• Short problem:
Reproduce the listing below word for word, leaving out the picture.

• Record list:
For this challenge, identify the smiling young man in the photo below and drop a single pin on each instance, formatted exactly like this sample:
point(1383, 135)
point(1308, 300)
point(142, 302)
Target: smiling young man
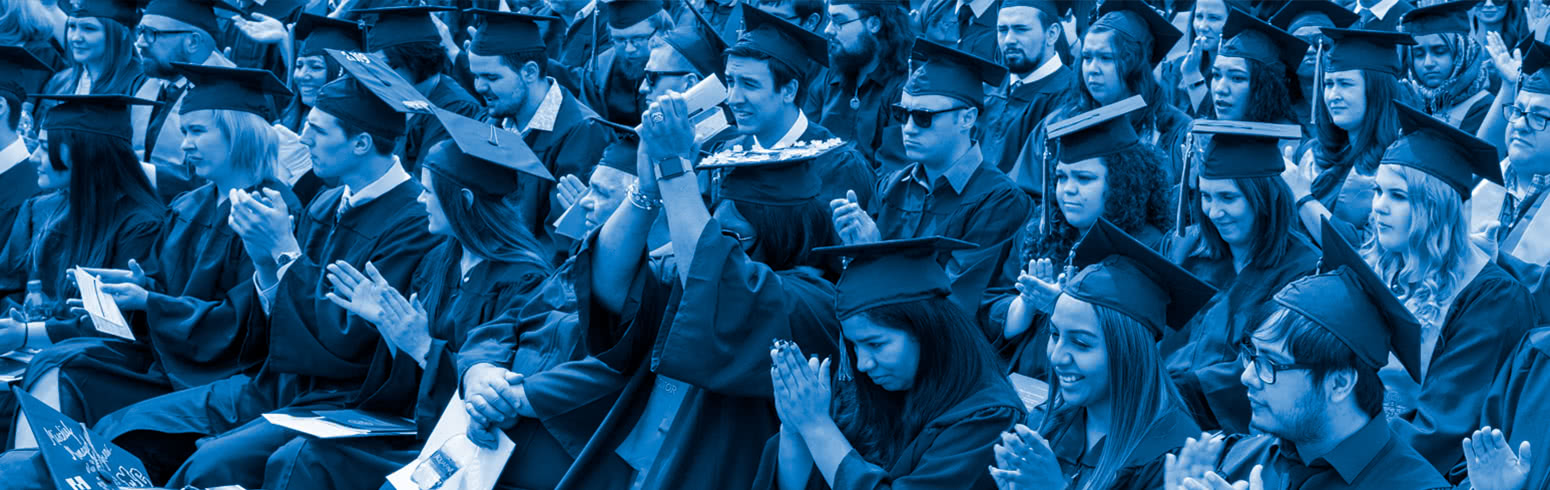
point(947, 189)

• Response for this exercise:
For this challenge, identify the smiling young man in the photo below and drop a single pin on each instance, formatted exactly like this sample:
point(1383, 135)
point(1308, 300)
point(142, 302)
Target: smiling young man
point(947, 189)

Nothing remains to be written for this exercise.